Rewrite the stretch from the line containing "the car door." through the end of the records, putting "lake water" in place of "pond water" and leaving everything else unchanged.

##### DATASET ROWS #####

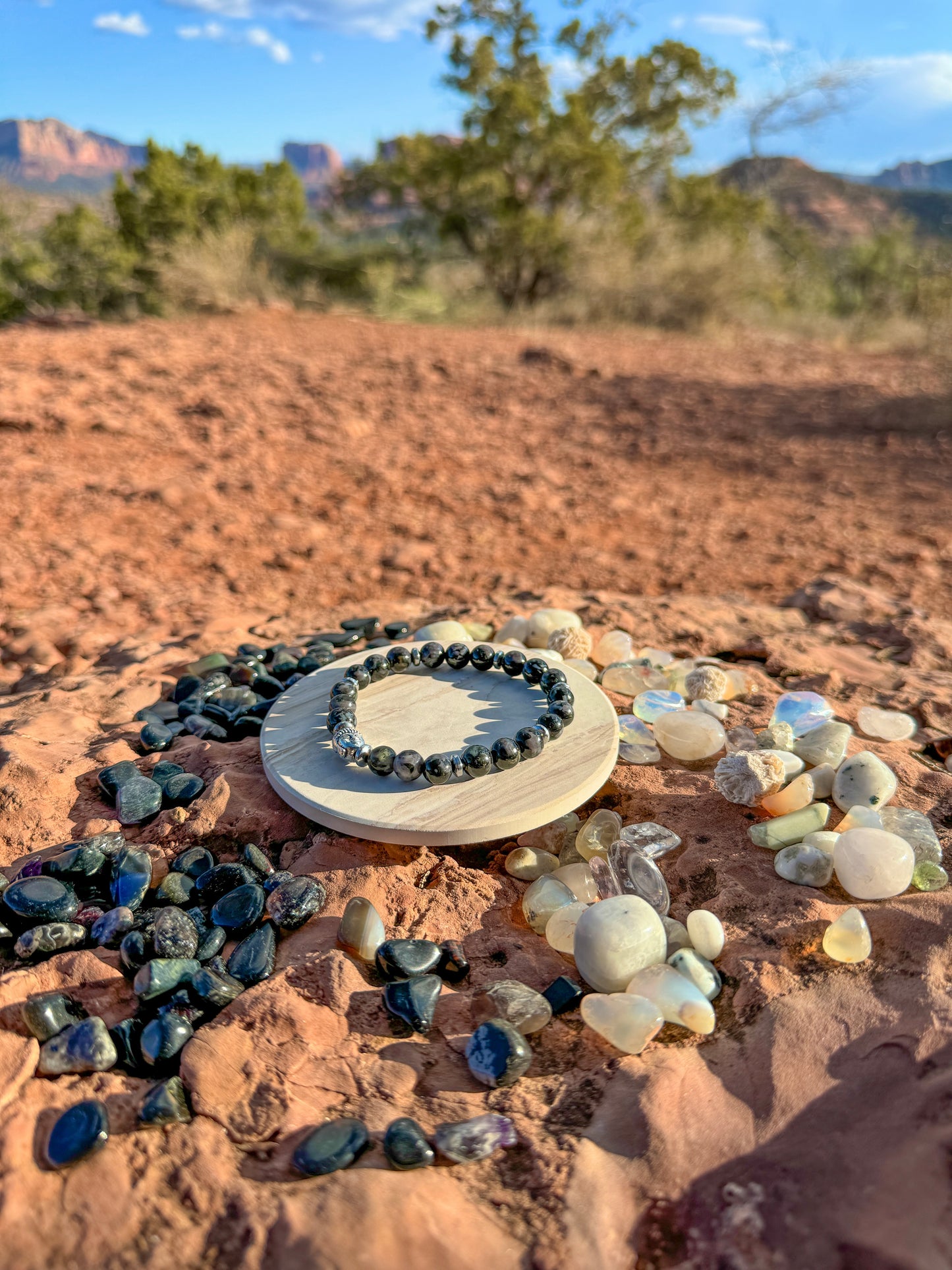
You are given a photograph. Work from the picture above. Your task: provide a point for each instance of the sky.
(242, 76)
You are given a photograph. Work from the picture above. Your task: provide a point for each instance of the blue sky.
(242, 76)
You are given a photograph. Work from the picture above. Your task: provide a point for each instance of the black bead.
(79, 1132)
(378, 667)
(483, 657)
(513, 663)
(457, 657)
(505, 753)
(432, 654)
(399, 660)
(408, 766)
(530, 742)
(405, 1145)
(381, 760)
(438, 768)
(478, 761)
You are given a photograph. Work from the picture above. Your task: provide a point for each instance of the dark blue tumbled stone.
(333, 1146)
(79, 1132)
(405, 1145)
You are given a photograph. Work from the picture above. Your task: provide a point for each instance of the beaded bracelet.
(475, 760)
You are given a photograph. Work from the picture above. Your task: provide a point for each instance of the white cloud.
(130, 26)
(727, 24)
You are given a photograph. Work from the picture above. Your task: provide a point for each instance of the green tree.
(532, 159)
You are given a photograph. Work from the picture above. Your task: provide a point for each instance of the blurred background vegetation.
(560, 201)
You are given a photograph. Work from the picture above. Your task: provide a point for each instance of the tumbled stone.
(296, 902)
(626, 1022)
(404, 959)
(786, 830)
(414, 1001)
(80, 1130)
(527, 864)
(804, 865)
(826, 743)
(872, 864)
(361, 930)
(801, 710)
(47, 1014)
(542, 898)
(864, 780)
(516, 1002)
(885, 724)
(848, 938)
(597, 835)
(498, 1054)
(690, 737)
(165, 1104)
(84, 1047)
(405, 1145)
(49, 938)
(617, 938)
(675, 996)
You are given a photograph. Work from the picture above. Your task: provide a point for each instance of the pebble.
(804, 865)
(516, 1002)
(467, 1141)
(865, 780)
(872, 864)
(787, 830)
(636, 742)
(527, 864)
(47, 1014)
(626, 1022)
(848, 938)
(885, 724)
(675, 996)
(697, 968)
(690, 737)
(405, 1145)
(542, 898)
(80, 1130)
(498, 1054)
(826, 743)
(801, 710)
(294, 902)
(50, 938)
(414, 1001)
(617, 938)
(83, 1047)
(361, 931)
(706, 933)
(165, 1104)
(405, 959)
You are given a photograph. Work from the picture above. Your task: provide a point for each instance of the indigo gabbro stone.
(498, 1054)
(405, 1145)
(404, 959)
(294, 902)
(333, 1146)
(414, 1001)
(79, 1132)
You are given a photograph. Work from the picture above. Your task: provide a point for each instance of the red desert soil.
(168, 488)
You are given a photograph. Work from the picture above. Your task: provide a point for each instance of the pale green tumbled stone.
(783, 831)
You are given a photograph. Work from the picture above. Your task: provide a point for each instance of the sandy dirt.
(171, 488)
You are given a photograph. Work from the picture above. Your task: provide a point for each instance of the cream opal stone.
(706, 934)
(616, 939)
(690, 737)
(626, 1022)
(872, 864)
(848, 938)
(675, 996)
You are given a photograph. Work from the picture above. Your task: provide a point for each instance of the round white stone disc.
(435, 712)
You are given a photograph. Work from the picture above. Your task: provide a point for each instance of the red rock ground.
(167, 488)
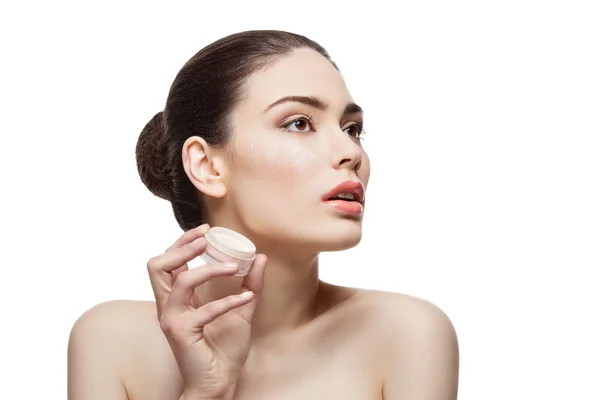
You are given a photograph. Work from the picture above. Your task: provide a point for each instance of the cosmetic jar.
(225, 245)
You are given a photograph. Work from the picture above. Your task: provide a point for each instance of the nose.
(346, 153)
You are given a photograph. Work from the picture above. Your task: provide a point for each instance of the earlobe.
(203, 166)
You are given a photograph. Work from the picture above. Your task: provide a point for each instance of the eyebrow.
(315, 102)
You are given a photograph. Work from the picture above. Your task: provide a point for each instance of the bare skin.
(357, 348)
(309, 339)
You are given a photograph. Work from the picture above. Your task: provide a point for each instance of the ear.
(204, 166)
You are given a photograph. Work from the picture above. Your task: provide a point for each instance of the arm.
(93, 356)
(423, 360)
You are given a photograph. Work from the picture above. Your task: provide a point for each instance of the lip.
(349, 186)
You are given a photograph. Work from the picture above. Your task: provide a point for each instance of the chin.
(341, 239)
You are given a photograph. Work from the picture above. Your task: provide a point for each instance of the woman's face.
(286, 155)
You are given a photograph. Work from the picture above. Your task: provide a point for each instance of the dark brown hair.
(199, 102)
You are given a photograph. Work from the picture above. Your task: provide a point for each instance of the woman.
(257, 130)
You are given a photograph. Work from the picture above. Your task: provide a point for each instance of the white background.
(483, 124)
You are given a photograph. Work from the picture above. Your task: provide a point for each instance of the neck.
(288, 299)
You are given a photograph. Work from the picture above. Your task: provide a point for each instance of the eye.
(302, 125)
(355, 131)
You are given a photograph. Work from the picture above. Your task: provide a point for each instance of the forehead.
(304, 72)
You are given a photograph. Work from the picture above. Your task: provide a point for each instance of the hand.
(210, 341)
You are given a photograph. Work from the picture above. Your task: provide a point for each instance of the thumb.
(254, 282)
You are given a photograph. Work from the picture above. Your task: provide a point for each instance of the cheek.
(281, 163)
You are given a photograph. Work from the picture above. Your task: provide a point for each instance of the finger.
(211, 311)
(162, 267)
(190, 236)
(255, 279)
(253, 282)
(183, 288)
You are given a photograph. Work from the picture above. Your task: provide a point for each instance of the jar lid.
(231, 243)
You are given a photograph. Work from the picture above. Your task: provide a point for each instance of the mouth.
(348, 197)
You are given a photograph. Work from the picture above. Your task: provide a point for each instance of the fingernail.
(196, 242)
(231, 265)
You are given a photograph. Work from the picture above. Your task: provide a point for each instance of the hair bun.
(151, 158)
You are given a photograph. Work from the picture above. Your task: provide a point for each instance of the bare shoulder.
(115, 330)
(117, 319)
(118, 343)
(416, 344)
(404, 312)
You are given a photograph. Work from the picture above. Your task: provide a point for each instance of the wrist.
(195, 394)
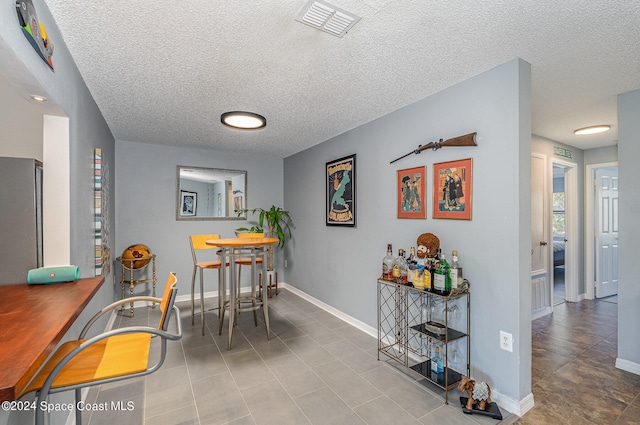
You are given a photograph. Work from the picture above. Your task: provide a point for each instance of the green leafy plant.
(276, 219)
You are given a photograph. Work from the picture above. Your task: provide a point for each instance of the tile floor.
(317, 369)
(574, 378)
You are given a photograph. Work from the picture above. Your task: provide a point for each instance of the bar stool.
(198, 245)
(246, 261)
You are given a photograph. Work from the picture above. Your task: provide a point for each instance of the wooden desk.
(231, 248)
(33, 320)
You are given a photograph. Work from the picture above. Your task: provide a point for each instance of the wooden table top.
(33, 320)
(242, 242)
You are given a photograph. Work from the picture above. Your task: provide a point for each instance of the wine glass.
(456, 357)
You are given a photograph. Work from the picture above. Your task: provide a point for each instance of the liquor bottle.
(412, 263)
(442, 277)
(400, 268)
(437, 365)
(426, 279)
(429, 271)
(387, 264)
(456, 271)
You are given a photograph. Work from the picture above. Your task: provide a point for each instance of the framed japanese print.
(412, 189)
(188, 202)
(341, 192)
(453, 189)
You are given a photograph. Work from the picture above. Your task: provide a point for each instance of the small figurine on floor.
(478, 392)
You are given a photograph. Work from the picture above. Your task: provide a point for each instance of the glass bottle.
(387, 264)
(456, 271)
(412, 263)
(400, 268)
(437, 365)
(442, 277)
(429, 270)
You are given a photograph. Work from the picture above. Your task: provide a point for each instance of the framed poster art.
(341, 192)
(412, 189)
(453, 189)
(188, 203)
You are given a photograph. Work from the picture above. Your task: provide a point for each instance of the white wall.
(629, 266)
(339, 266)
(146, 185)
(87, 130)
(20, 124)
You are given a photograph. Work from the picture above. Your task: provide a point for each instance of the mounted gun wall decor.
(466, 140)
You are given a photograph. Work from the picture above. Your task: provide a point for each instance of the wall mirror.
(210, 193)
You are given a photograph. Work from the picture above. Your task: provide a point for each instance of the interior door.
(540, 285)
(606, 235)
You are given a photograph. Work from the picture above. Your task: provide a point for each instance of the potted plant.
(276, 219)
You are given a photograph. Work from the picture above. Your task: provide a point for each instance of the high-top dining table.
(230, 250)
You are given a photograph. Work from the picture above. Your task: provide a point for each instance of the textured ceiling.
(163, 71)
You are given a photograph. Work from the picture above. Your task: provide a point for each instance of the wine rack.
(411, 322)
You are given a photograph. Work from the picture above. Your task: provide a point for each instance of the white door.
(606, 234)
(540, 286)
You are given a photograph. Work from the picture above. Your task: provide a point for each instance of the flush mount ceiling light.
(327, 17)
(243, 120)
(38, 98)
(594, 129)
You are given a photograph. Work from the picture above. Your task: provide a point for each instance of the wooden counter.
(33, 320)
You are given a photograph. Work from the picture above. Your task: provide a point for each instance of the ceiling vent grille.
(327, 17)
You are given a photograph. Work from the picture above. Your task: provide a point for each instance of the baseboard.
(628, 366)
(370, 330)
(541, 313)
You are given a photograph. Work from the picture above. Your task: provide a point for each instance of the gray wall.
(145, 196)
(88, 130)
(339, 266)
(601, 155)
(629, 266)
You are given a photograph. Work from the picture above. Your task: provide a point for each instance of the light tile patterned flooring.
(315, 369)
(574, 378)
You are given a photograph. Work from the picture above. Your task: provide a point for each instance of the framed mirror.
(210, 193)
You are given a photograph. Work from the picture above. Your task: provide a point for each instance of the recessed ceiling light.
(243, 120)
(594, 129)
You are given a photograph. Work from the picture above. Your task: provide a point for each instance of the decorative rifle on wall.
(466, 140)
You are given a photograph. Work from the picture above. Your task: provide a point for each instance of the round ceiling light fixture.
(38, 98)
(594, 129)
(243, 120)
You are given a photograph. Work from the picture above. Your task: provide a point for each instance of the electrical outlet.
(506, 341)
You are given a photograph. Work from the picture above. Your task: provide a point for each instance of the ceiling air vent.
(327, 17)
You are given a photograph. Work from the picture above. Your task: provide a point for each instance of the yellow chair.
(198, 246)
(115, 355)
(247, 262)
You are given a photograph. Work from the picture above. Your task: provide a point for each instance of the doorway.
(564, 237)
(601, 262)
(559, 232)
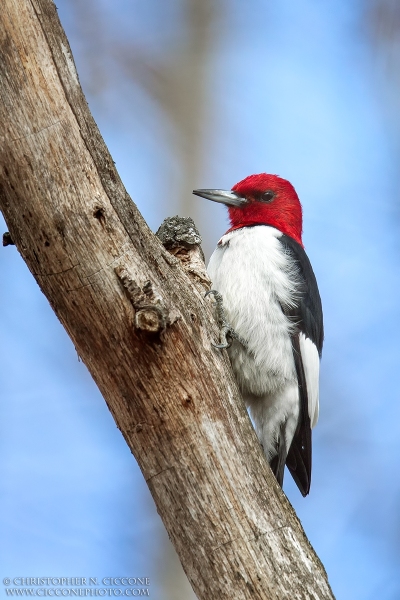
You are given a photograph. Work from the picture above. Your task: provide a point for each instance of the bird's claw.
(227, 333)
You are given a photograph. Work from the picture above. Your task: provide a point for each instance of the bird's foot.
(227, 334)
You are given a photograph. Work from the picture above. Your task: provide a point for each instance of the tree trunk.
(141, 326)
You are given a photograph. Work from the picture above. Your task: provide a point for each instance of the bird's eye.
(267, 196)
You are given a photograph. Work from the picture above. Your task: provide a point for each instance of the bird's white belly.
(256, 278)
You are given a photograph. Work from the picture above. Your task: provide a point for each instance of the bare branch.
(141, 326)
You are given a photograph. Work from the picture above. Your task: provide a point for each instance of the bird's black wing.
(307, 315)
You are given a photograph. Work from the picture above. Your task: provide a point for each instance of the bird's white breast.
(256, 278)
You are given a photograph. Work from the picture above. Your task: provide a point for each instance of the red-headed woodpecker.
(271, 300)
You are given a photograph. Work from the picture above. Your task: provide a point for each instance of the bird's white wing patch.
(310, 358)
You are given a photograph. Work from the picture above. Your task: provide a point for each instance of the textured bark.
(141, 326)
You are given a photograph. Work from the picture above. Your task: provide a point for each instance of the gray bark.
(142, 327)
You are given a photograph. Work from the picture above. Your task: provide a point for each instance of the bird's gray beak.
(223, 196)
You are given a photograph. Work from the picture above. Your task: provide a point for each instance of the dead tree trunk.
(141, 326)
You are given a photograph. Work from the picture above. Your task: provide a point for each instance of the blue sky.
(294, 93)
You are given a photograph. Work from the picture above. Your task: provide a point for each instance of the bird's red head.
(270, 200)
(261, 200)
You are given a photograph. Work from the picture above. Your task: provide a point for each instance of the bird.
(271, 300)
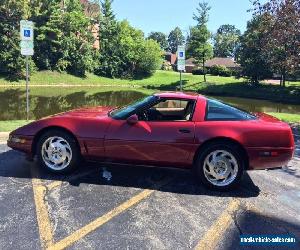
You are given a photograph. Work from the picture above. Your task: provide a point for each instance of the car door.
(150, 142)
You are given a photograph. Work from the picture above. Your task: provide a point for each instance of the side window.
(168, 104)
(218, 111)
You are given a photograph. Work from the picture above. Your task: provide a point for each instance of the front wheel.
(220, 166)
(58, 152)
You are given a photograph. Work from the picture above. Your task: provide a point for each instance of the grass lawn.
(287, 117)
(7, 126)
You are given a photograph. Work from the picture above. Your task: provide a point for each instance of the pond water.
(13, 104)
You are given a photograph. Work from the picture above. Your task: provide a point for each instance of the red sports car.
(173, 129)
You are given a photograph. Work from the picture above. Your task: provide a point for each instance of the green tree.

#####

» CORRECT RESPONSE:
You are given a photograph. Work from the picture above. Your task: provide a point for each instance of the car door.
(150, 142)
You are given a photograph. Work from the picture above. Your task: provide a point for each instance of the side window.
(168, 104)
(218, 111)
You are given a photograph. Work from the picture above. Your task: provide a point for each instance of the front wheel.
(220, 166)
(58, 152)
You are given a photograph. Work from the picture above. Your task: provide a point for each instance of the grass lawn.
(287, 117)
(7, 126)
You are given a photograph. Work from the picture above. Your task: provide a point for each instance of the lake water.
(13, 104)
You are given a photograph. Work from the picture above. Your task: provide a point for each instance of the red sports car.
(173, 129)
You are given a photograph. Work from the picture above. Your task: provide a point for each instance of the green tree.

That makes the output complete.